### ACTION ITEM
Transcribe all the entries that follow, leaving nothing out.

### STORED DATA
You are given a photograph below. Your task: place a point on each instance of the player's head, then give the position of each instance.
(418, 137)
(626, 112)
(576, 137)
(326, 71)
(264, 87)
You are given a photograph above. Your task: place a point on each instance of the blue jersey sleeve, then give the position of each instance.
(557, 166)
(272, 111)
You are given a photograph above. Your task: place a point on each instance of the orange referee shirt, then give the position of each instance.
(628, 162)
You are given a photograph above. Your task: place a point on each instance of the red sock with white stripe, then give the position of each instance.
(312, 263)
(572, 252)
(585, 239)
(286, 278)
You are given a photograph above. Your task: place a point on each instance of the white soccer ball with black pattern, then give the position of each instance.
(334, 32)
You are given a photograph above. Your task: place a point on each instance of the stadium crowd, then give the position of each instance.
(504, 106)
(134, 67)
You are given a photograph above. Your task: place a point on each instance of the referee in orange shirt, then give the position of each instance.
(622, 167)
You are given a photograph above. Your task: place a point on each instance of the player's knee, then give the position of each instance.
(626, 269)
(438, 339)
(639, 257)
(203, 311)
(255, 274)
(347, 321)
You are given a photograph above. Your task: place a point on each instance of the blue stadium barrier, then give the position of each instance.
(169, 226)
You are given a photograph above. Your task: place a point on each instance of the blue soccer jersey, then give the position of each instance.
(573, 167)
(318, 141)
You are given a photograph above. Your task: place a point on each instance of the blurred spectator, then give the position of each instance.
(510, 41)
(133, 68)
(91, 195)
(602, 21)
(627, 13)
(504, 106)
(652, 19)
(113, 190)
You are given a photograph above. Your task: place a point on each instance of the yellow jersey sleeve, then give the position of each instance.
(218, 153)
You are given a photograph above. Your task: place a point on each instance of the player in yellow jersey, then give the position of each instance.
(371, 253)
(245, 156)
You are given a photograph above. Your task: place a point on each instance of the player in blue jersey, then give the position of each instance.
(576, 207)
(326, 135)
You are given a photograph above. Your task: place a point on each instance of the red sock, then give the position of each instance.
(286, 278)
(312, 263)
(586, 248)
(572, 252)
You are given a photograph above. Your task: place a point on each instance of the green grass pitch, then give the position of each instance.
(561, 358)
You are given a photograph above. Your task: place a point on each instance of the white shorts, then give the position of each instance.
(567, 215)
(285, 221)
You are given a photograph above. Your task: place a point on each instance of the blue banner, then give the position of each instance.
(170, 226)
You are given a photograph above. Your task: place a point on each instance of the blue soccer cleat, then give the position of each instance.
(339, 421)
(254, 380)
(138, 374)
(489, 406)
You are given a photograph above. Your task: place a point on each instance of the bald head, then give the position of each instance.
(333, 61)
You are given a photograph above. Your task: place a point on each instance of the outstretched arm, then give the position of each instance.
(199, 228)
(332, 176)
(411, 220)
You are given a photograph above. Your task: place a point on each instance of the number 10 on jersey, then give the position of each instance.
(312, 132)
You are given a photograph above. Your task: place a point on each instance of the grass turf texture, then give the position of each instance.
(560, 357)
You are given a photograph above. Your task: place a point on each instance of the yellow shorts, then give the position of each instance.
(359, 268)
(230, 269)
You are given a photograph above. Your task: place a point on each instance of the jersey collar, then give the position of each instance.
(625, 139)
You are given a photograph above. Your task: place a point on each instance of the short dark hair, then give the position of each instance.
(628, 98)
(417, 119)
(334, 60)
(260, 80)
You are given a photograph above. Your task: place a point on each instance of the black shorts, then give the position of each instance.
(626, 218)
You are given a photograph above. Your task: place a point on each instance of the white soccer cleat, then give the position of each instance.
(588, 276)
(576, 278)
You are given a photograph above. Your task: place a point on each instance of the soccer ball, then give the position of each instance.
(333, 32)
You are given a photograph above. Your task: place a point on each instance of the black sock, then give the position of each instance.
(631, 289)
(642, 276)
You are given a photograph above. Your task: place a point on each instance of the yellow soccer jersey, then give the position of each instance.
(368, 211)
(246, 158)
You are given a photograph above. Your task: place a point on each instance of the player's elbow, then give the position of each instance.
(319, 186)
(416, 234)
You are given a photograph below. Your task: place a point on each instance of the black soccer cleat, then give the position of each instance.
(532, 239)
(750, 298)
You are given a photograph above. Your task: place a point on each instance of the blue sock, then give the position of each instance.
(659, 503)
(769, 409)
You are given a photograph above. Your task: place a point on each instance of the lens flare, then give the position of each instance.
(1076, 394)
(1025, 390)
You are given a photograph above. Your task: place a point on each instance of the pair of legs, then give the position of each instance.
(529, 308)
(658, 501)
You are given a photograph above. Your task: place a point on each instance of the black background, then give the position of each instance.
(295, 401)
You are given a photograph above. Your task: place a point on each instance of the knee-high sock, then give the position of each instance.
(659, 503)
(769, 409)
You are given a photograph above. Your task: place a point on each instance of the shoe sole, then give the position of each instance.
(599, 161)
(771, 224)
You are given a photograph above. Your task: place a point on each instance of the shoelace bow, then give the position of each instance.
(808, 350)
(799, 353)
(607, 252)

### RESULT OF THIS TASK
You are given a photograph below. Your task: place a point on each instance of the player's head, then give the position of each instance.
(418, 137)
(626, 112)
(576, 137)
(326, 71)
(264, 87)
You are given a photograph above. Your task: place a point on each instance of the blue jersey sleeve, then give the position of each instance.
(557, 166)
(272, 111)
You are given a photograph above. Your task: place a point on each instance of the orange referee shirt, then give the position of each instance.
(628, 162)
You are given a photograph above. Your task: place a point on each instance of the red sock with white stripe, then give the position of each instance.
(312, 263)
(572, 252)
(585, 239)
(286, 278)
You are given a photograph above. Your task: place a point on each instance of the white soccer ball with black pattern, then give the position of each instance.
(334, 32)
You are given a photograph above. Your task: place a point on each instance of the stadium crowd, then give the position of each instance.
(504, 106)
(134, 67)
You are given a photograph above. Your task: place a point on each instance of the referee in orange shirt, then give the position of each instance.
(622, 167)
You are given a photograph above. Your task: place a point on each instance of the player's knee, then give the position of each instance.
(626, 269)
(438, 339)
(639, 257)
(203, 311)
(255, 274)
(347, 321)
You are given a photograph above. Your task: place a point on each instance of the blue stadium barrier, then give the position of each instance.
(169, 226)
You are given a photograph above. Your task: place a point on each instance of the blue soccer jersey, then give the position of each instance.
(573, 167)
(318, 141)
You are given a photograph above. Your task: place a point on each instance of the blurred spectator, then give the position of each instance.
(510, 41)
(133, 68)
(91, 195)
(602, 21)
(627, 13)
(504, 106)
(652, 19)
(113, 190)
You are given a photograph above. Your task: place a point on each instance of the yellow jersey sleeve, then give the position of each instance.
(218, 153)
You are given a photograph above. Your task: place a point on each instance of the player in yellow jersey, then give the position of each instance.
(371, 253)
(245, 156)
You are given a photograph above. Your task: place a point on each instance of the player in blue jersey, then give the position of each instance.
(576, 207)
(326, 135)
You are given a photograph above. Your task: place a point on each instance of the red sock, then give the position of each instance.
(286, 278)
(312, 263)
(586, 248)
(572, 252)
You are given a photograph above. Your task: place a point on each instance of the green grass pitch, then give the position of each instance.
(561, 358)
You are given a photograph above. Your task: place a point on each instance of the white shorts, then give the position of each instance.
(567, 215)
(285, 221)
You are given a photograph above. Your task: place a point on each instance of the blue banner, then give the position of each instance.
(170, 226)
You are given a photograph above. Your task: place a point on each instance of the blue soccer cleat, then give the position of each instance.
(339, 421)
(254, 380)
(138, 374)
(489, 406)
You are given a photograph above. Your task: place a point on each instance of the bald head, then give the position of each instance.
(333, 61)
You are given a photograph above. Your task: place a point on each instance of the outstretched arm, then give the position of each instance.
(199, 228)
(332, 176)
(411, 220)
You are given a photograph above. Your task: place a point on each instance of the number 10 on jersey, then give the position of each instance.
(312, 132)
You are given a photograph above. Your task: place a point on each instance of the grass turf texture, then give the position of each instance.
(560, 357)
You are given a photograph above. Your task: place a point on each instance of the yellow shorts, then give the position of each instance.
(359, 268)
(230, 269)
You are given a photograph above. Your task: place a point on each instance of the jersey collar, then give the position of each instance.
(625, 139)
You are given a photograph above. Your task: place a point on each instance of the short dark hair, then give the position of each instance.
(628, 98)
(417, 119)
(334, 60)
(260, 80)
You are given a photograph above. Your task: place a point on each instance of the black shorts, then give the position of each instance.
(626, 218)
You are given a photograph above. Your task: place a point on each instance of the white soccer cleat, then give the position of each instance.
(588, 276)
(576, 278)
You are given a photograph above. Your task: place a point on each instance of the soccer ball, then give the position of each instance.
(333, 32)
You are given a photograph above. Your task: place a point on each instance of the black sock, then give the position of each instance.
(631, 289)
(642, 276)
You are given a photograph above. Your task: place a point on each instance of the yellow soccer jersey, then give the position of each instance.
(368, 211)
(246, 158)
You are given a photograph above. Your task: place a point on each instance of the player's elbow, then give the position of each instance.
(319, 186)
(416, 234)
You are given a photograph below. Your task: place a point on each instance of the black soccer cleat, then give the position of each instance.
(532, 239)
(750, 298)
You are given a photograph above. Your task: place a point on each instance of the blue sock, then give the position of each instance.
(659, 503)
(769, 409)
You are given a photograph above. Your task: place a point on each instance of the lens flare, then give the position of each instance.
(1076, 394)
(1025, 390)
You are given a photograph above. Your task: place a point on each instance of the pair of legs, then give the position of each instance.
(529, 308)
(658, 501)
You are given a photograph above. Your task: place a point on each instance of the black background, then give the position of each instance.
(295, 401)
You are given a photograph above. Your task: place a point on each instance of the knee-high sock, then give the position of each instance.
(659, 503)
(769, 409)
You are given a photograph above. Your task: place a point on each instance of the shoe sole, then give the position of each instance.
(599, 161)
(771, 224)
You are given a photograph above. Your task: place a point on each instance of the shoelace bow, then give the position of each instance.
(808, 350)
(799, 353)
(607, 252)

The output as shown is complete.